#### TEXTO DE REFERÊNCIA
Estivemos atentos aos inúmeros projetos que tramitam no Congresso cuidando da legislação trabalhista, cuja perspectiva, na maioria das vezes, aponta para a precarização das relações de trabalho. A Anamatra foi a primeira entidade a denunciar publicamente o caráter nefasto do projeto da terceirização e do trabalho temporário, mediante pareceres encaminhados a parlamentares e ministros, razão pela qual foi citada pelo presidente da Comissão do Trabalho da Câmara, deputado Sandro Mabel (PL/GO), como a grande responsável pela retirada do referido projeto pelo Presidente Lula. Não foi diferente a atuação no projeto da nova lei de falências e de recuperação judicial, que, preocupantemente, ia passando ao largo da devida atenção das entidades sindicais, a despeito das deletérias implicações para os direitos dos trabalhadores. Em discurso proferido no Plenário da Câmara, apresentei aos deputados os aspectos da proposta que pioravam a situação do trabalhador. Por ter sido a entidade com presença mais significativa durante a discussão da matéria, o DIAP reconheceu que o texto final aprovado na Câmara alcançou relevantes avanços em face da atuação da Anamatra.
Na reforma trabalhista em discussão no Fórum Nacional do Trabalho, constituído pelo Ministério do Trabalho e Emprego, a Anamatra buscou no conjunto de deliberações em seus congressos (CONAMATs) o modo próprio de atuação, rejeitando, portanto, qualquer proposta tendente à precarização sob o rótulo de flexibilização das relações de trabalho e dos princípios que orientam a referida legislação, sempre respondendo aos arautos da “modernidade”, sedentos pela acumulação de riquezas, alguns muito bem posicionados no governo social-democrata de Luiz Inácio Lula da Silva.
Depois de três anos de luta, foi aprovado e sancionado o projeto que cria 269 varas do trabalho nas mais diversas regiões. A Anamatra participou de todo o processo de negociação com o Executivo Federal, tendo comparecido à Casa Civil da Presidência da República uma dezena de vezes para fornecer elementos suficientes ao convencimento quanto à relevância da votação e aprovação da matéria. Vitória do trabalhador e da sociedade brasileira, pela ampliação do acesso à justiça e da efetividade da prestação jurisdicional que a conquista propicia.
O engajamento na luta contra as formas degradantes de exploração do trabalho humano, especialmente a que reduz alguém à condição análoga à de escravo e o trabalho infantil, foi uma marca da Anamatra em 2003. Nos fóruns constituídos , no Parlamento e em de artigos publicados, defendemos a expropriação das terras dos escravocratas, a elevação das penas a eles cominadas, além do rompimento radical com a ideologia neoliberal de “que qualquer trabalho é melhor que nada”.

#### DADOS FORNECIDOS
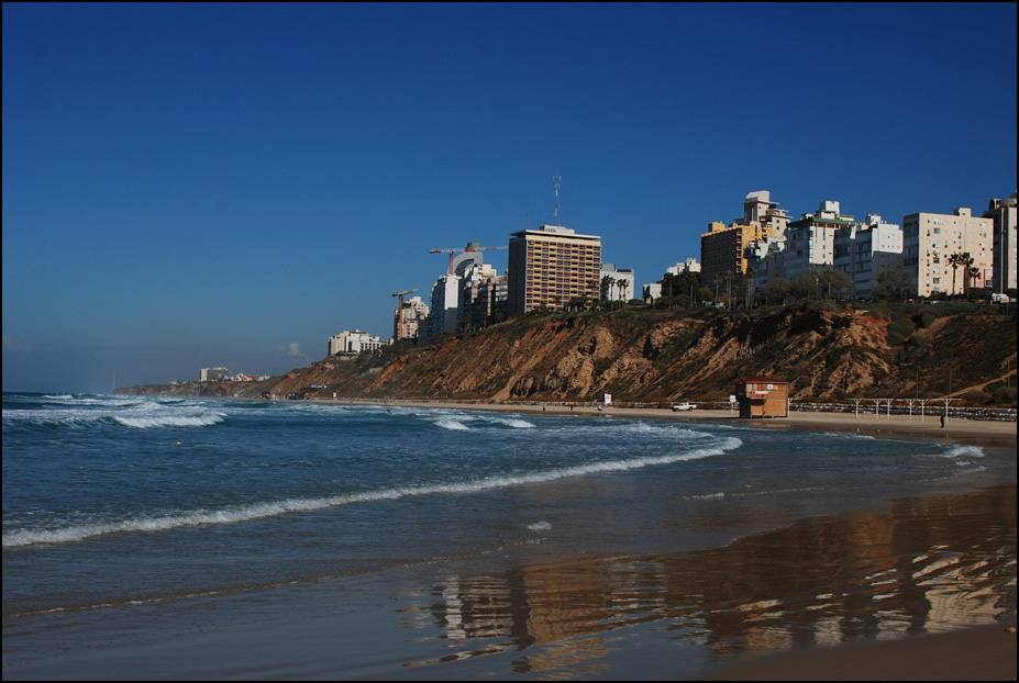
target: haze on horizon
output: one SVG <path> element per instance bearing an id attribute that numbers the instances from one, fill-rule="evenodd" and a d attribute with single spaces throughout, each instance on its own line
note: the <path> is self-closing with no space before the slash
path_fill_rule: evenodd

#### TAREFA A REALIZAR
No texto sobre a atuação da Anamatra, quais medidas foram defendidas na luta contra as formas degradantes de exploração do trabalho humano? Relacione todas.

#### RESOLUÇÃO
- Expropriação das terras dos escravocratas
- Elevação das penas cominadas aos escravocratas
- Rompimento radical com a ideologia neoliberal de "que qualquer trabalho é melhor que nada"